> WORK INSTRUCTIONS
Return each line of the listing below that contains the word "striped".

** Begin **

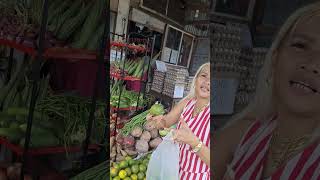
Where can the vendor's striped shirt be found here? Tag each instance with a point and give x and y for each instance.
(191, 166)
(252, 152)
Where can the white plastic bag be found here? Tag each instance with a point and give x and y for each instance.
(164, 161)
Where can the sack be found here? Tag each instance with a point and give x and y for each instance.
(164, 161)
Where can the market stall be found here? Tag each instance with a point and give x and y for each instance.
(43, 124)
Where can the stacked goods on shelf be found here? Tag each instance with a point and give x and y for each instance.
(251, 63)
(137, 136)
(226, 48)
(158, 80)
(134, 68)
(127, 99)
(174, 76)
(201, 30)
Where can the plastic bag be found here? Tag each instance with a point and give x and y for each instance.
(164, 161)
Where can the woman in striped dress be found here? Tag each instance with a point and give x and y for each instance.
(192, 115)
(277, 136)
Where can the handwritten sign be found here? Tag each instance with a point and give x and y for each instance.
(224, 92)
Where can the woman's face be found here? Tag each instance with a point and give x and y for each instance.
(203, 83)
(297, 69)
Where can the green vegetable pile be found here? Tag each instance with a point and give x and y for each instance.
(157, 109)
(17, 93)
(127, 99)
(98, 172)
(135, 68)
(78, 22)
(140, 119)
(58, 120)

** End **
** Begin **

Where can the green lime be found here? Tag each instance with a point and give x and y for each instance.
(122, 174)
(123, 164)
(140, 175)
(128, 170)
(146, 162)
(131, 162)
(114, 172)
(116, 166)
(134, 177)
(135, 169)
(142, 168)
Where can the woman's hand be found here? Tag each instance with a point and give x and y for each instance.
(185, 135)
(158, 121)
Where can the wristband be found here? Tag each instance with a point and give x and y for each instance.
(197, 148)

** End **
** Begin **

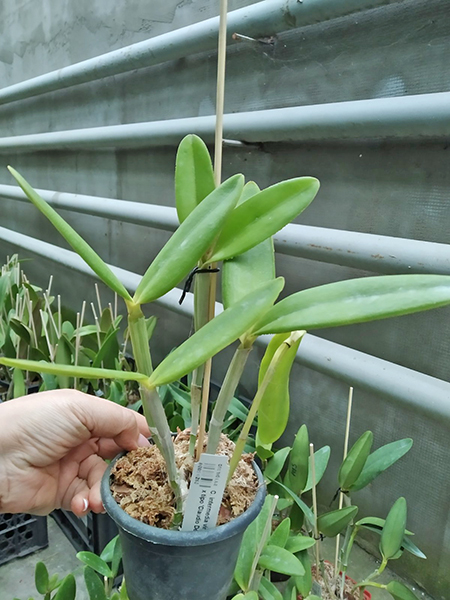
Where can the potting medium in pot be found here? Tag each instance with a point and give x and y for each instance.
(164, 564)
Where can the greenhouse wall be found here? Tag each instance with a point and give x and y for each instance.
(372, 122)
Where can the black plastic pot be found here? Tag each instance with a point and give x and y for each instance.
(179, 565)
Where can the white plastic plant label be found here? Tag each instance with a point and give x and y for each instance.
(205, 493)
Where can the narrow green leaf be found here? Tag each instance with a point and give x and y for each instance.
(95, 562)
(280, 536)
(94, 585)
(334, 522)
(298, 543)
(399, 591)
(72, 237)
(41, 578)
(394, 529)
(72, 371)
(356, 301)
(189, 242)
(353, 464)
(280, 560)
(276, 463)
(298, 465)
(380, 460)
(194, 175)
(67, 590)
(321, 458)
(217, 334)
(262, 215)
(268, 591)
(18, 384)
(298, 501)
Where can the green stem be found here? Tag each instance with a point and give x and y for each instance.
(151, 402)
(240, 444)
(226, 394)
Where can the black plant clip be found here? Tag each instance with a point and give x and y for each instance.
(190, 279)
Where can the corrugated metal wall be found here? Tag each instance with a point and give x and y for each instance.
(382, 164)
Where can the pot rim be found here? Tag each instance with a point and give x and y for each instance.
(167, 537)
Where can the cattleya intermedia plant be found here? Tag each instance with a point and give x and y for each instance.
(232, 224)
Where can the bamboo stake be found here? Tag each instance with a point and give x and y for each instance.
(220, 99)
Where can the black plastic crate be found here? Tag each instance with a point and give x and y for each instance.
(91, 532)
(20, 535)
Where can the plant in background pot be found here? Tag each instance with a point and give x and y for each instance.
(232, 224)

** End **

> RESULT OF THE EXERCISE
Where can the vendor's striped shirt be found here? Tag each instance with a point and give x and y for each instance.
Where can the woman in striped dress be found here? Tag each instance with a point and give x and y for each instance.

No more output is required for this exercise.